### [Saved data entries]

============================================================

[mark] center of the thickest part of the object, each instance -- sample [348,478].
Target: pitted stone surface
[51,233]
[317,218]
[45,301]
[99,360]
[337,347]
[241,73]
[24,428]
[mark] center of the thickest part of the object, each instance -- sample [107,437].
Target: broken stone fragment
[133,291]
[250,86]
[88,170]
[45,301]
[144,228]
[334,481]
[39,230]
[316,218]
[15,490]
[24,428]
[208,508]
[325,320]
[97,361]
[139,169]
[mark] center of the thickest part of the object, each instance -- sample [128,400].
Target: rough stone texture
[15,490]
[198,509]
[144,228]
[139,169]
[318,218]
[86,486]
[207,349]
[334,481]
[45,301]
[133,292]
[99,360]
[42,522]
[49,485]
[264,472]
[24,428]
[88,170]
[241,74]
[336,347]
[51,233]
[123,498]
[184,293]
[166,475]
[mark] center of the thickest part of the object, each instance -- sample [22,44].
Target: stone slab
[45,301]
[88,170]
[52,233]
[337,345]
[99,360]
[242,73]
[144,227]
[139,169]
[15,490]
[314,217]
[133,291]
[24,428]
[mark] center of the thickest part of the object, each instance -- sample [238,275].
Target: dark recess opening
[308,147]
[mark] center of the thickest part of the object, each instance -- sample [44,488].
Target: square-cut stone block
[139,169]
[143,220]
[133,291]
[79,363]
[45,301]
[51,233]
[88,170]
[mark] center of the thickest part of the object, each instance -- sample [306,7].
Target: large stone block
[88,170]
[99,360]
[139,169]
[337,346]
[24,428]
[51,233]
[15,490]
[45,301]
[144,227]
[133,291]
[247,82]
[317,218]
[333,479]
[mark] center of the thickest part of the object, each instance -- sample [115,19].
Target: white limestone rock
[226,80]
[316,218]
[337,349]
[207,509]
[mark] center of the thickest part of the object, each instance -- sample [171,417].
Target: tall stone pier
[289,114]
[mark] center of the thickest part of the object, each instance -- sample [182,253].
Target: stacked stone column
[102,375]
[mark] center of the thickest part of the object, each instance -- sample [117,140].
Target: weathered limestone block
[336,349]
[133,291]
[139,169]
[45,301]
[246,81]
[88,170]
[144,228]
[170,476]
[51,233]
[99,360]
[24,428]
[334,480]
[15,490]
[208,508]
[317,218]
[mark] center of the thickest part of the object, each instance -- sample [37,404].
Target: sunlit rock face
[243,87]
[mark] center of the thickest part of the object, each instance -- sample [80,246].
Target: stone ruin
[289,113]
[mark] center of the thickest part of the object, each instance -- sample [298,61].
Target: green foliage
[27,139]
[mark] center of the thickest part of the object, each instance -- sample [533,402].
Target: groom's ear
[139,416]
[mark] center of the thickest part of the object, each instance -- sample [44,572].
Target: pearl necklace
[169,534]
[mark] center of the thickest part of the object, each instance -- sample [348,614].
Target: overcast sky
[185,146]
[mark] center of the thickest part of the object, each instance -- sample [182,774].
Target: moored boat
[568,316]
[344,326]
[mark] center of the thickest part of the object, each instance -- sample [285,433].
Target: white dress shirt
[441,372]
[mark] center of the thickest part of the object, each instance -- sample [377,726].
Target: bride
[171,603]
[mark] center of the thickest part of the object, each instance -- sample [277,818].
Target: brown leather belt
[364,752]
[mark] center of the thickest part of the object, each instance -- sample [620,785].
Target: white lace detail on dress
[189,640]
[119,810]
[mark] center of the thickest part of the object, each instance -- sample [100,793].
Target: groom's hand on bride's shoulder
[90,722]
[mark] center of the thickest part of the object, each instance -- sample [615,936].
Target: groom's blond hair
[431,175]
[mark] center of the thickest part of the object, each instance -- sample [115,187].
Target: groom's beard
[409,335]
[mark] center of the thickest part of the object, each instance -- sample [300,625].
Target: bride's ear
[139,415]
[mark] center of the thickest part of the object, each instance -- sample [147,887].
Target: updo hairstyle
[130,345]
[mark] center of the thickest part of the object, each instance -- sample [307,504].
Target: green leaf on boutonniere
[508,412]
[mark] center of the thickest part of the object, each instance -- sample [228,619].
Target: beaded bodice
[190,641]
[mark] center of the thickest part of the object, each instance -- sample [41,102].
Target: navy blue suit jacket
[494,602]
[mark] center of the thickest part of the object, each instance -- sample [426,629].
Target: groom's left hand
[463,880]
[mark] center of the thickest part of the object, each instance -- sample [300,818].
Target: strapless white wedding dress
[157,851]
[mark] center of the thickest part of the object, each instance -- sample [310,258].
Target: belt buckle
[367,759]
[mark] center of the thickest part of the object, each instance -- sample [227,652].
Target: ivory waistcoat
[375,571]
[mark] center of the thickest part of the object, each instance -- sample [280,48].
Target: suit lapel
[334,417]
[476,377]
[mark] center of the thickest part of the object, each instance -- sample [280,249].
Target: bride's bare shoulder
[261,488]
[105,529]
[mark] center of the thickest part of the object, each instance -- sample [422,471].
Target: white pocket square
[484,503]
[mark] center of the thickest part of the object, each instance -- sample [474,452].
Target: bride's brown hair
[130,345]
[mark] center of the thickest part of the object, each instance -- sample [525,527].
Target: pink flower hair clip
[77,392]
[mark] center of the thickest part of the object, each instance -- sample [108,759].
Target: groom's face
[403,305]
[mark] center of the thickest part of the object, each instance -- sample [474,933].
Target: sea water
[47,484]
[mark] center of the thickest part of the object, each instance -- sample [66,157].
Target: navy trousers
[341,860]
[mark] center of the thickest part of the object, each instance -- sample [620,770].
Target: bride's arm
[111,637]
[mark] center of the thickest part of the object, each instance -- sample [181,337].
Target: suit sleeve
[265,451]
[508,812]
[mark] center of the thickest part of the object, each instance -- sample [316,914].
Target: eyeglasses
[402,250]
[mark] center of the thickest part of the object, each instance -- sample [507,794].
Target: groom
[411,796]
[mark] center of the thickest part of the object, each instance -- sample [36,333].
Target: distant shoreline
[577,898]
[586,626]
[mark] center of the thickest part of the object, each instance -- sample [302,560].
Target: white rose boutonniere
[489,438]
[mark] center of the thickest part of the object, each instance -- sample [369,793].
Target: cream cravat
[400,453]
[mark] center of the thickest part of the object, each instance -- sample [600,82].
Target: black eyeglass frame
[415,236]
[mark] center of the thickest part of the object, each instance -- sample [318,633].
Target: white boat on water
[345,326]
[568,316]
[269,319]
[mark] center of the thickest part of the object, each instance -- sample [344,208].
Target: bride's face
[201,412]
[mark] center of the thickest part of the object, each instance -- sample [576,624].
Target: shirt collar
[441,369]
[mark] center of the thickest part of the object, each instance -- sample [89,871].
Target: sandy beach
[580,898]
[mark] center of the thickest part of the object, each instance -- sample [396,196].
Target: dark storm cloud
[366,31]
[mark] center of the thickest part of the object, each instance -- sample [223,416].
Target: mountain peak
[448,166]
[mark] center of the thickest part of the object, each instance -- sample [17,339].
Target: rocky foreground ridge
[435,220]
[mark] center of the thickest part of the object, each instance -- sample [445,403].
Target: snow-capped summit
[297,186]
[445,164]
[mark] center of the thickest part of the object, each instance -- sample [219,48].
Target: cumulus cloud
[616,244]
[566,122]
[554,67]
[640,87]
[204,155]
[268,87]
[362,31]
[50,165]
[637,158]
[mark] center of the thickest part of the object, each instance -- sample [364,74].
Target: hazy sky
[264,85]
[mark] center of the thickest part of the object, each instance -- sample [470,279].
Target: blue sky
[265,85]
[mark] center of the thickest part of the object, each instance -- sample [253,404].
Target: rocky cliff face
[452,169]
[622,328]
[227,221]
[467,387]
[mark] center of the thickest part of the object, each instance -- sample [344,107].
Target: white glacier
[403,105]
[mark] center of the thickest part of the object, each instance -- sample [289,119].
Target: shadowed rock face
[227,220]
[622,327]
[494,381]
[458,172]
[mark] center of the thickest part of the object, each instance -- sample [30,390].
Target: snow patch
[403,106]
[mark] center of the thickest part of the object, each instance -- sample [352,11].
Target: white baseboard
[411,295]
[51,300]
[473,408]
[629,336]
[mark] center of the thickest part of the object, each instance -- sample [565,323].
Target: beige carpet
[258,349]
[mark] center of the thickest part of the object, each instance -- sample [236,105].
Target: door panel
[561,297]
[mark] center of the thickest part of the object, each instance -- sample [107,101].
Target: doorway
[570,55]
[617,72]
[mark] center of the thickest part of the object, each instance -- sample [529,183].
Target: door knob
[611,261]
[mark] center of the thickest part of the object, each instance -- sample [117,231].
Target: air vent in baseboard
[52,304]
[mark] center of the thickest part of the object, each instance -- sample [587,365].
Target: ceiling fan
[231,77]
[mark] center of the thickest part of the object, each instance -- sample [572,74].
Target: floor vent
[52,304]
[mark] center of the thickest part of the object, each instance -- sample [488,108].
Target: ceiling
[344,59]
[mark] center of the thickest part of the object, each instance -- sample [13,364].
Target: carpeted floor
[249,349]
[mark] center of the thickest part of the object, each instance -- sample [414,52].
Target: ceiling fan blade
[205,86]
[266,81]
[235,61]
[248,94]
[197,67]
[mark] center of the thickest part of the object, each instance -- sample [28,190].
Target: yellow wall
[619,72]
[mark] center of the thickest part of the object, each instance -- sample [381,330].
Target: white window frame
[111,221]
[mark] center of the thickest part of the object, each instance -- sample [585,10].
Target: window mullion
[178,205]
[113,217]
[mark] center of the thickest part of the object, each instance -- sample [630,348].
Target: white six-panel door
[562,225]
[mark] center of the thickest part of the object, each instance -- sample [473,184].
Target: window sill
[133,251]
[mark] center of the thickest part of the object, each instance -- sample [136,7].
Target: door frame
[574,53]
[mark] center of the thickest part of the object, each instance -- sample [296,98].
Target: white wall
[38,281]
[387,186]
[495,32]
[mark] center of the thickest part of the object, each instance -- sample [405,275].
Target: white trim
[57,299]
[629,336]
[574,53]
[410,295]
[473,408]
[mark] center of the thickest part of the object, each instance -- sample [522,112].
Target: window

============================================================

Locate the line with "-- sample [381,330]." in the entries above; extract it and every line after it, verbatim.

### [EXERCISE OUTPUT]
[mark] center of the thickest part of the object, each instance -- sample [381,330].
Target: white window frame
[111,221]
[mark] center of the thickest part of the object, each instance -- sample [585,10].
Target: window mullion
[178,205]
[113,217]
[mark] center of the thickest part of the object, each instance -- sample [630,348].
Target: white six-panel door
[562,225]
[mark] center of the thickest part of the object, each instance -- sample [473,184].
Target: window sill
[133,251]
[mark] center of the thickest part of the object, each instance -- sample [136,7].
Target: door frame
[574,53]
[mark] center of the thickest part of the object, each instance -- sample [296,98].
Target: white wall
[38,281]
[387,186]
[495,32]
[mark] center of the thickest part of the object, each instance -- sample [405,275].
Target: white trim
[57,299]
[629,336]
[574,53]
[410,295]
[473,408]
[mark] center of the thickest part of the object, each instance -- sample [522,112].
Target: window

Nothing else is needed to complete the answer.